Produce an exact copy of the lines from the line containing "Place one keypoint on each instance of the mountain range" through the last line of the entries below, and only those lines.

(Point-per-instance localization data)
|---|
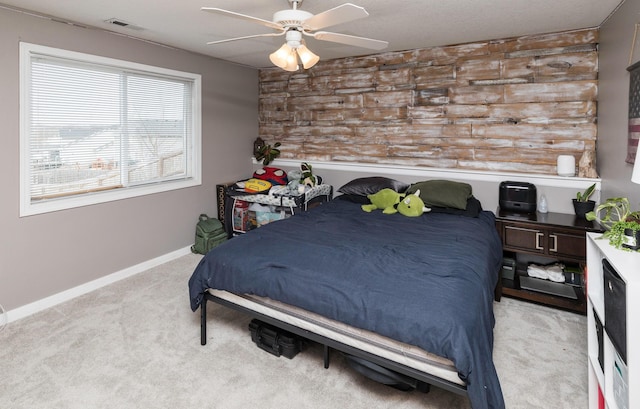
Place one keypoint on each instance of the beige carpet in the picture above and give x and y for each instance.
(135, 344)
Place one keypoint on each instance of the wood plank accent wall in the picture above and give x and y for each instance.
(508, 105)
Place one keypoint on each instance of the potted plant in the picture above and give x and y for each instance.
(265, 152)
(623, 225)
(582, 204)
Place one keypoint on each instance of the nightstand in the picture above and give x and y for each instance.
(542, 239)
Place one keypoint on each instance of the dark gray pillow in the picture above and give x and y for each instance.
(370, 185)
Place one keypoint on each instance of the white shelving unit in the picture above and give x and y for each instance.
(608, 378)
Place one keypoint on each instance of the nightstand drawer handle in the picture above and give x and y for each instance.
(554, 248)
(538, 237)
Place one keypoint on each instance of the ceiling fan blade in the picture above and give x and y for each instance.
(337, 15)
(233, 14)
(351, 40)
(245, 38)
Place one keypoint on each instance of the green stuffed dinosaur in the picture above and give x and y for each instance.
(385, 199)
(392, 202)
(412, 205)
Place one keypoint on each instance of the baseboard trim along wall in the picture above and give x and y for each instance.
(433, 173)
(53, 300)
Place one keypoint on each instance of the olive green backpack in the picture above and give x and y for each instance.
(209, 233)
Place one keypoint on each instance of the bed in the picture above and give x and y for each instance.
(413, 294)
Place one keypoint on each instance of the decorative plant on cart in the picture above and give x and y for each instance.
(582, 204)
(265, 152)
(622, 224)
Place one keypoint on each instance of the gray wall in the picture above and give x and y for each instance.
(616, 37)
(45, 254)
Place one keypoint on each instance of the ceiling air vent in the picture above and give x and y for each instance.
(121, 23)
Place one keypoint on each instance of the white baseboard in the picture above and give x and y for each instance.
(53, 300)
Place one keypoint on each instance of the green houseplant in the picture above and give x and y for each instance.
(265, 152)
(622, 224)
(582, 204)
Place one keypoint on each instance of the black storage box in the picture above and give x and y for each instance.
(274, 340)
(615, 309)
(518, 197)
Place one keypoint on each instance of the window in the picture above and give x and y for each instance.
(95, 129)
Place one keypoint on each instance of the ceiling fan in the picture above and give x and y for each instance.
(294, 23)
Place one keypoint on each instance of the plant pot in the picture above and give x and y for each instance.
(632, 239)
(582, 208)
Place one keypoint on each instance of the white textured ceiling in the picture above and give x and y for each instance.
(404, 24)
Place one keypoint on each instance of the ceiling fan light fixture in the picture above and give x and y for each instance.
(308, 58)
(292, 61)
(279, 57)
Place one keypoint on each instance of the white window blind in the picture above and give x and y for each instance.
(93, 125)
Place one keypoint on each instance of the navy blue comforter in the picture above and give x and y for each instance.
(426, 281)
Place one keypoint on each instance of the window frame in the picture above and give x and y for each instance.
(194, 150)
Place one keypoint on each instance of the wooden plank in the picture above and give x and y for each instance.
(325, 102)
(388, 99)
(542, 41)
(551, 92)
(486, 94)
(439, 76)
(478, 69)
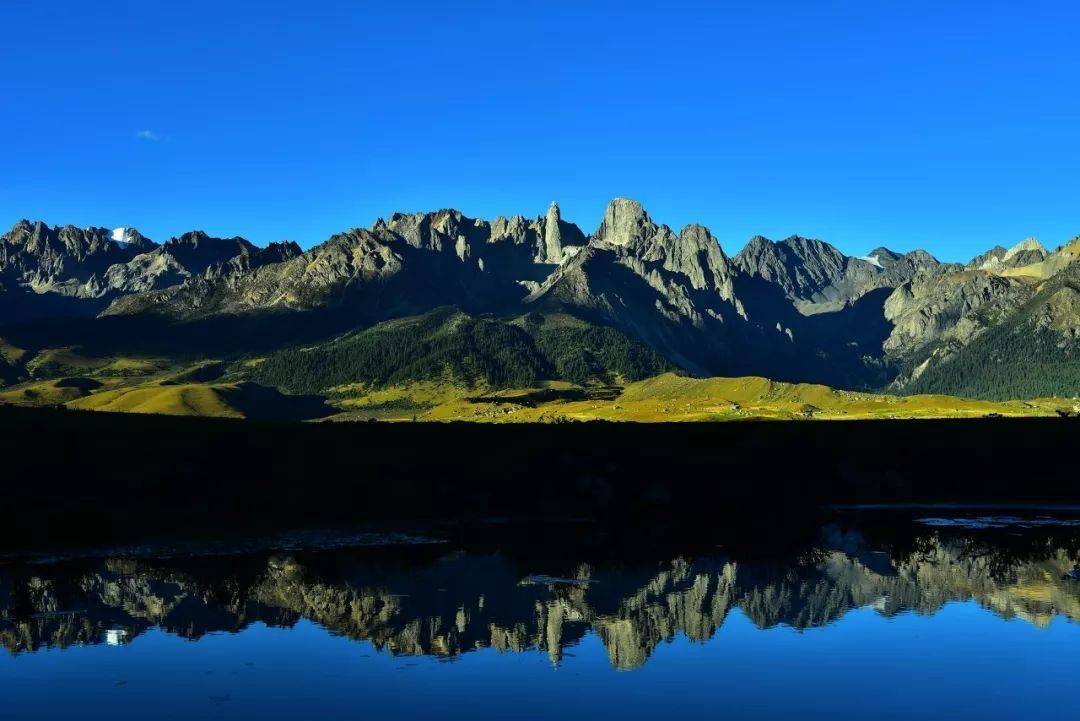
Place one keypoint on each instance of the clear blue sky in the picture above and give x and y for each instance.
(947, 125)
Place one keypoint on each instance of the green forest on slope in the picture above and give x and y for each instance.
(448, 344)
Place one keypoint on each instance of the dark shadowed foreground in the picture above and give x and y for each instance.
(71, 476)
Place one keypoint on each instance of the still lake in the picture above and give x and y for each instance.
(918, 617)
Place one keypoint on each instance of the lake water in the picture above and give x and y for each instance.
(904, 619)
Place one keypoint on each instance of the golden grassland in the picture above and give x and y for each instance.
(156, 385)
(184, 399)
(672, 397)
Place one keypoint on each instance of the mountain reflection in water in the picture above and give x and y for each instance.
(443, 601)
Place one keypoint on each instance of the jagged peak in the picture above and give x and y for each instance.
(1029, 243)
(624, 222)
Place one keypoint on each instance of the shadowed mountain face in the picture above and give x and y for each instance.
(434, 600)
(794, 310)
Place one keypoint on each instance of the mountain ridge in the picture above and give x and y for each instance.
(796, 310)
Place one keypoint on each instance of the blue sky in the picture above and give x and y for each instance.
(952, 126)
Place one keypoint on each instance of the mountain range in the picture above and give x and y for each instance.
(521, 300)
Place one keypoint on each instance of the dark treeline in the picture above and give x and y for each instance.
(80, 476)
(1003, 365)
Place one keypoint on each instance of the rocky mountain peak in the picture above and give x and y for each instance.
(625, 222)
(1027, 245)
|---|
### The completed task
Place one keypoint on each instance of the mountain range in the picture above and give x and y for each instance.
(521, 300)
Place one keypoint on each instance of the dark treeline in the picture above and give x and y for each instance.
(80, 476)
(1003, 365)
Place one keypoint on each instance of the rocky mountain peak in the picture above and give x and y for each instance.
(625, 222)
(1027, 245)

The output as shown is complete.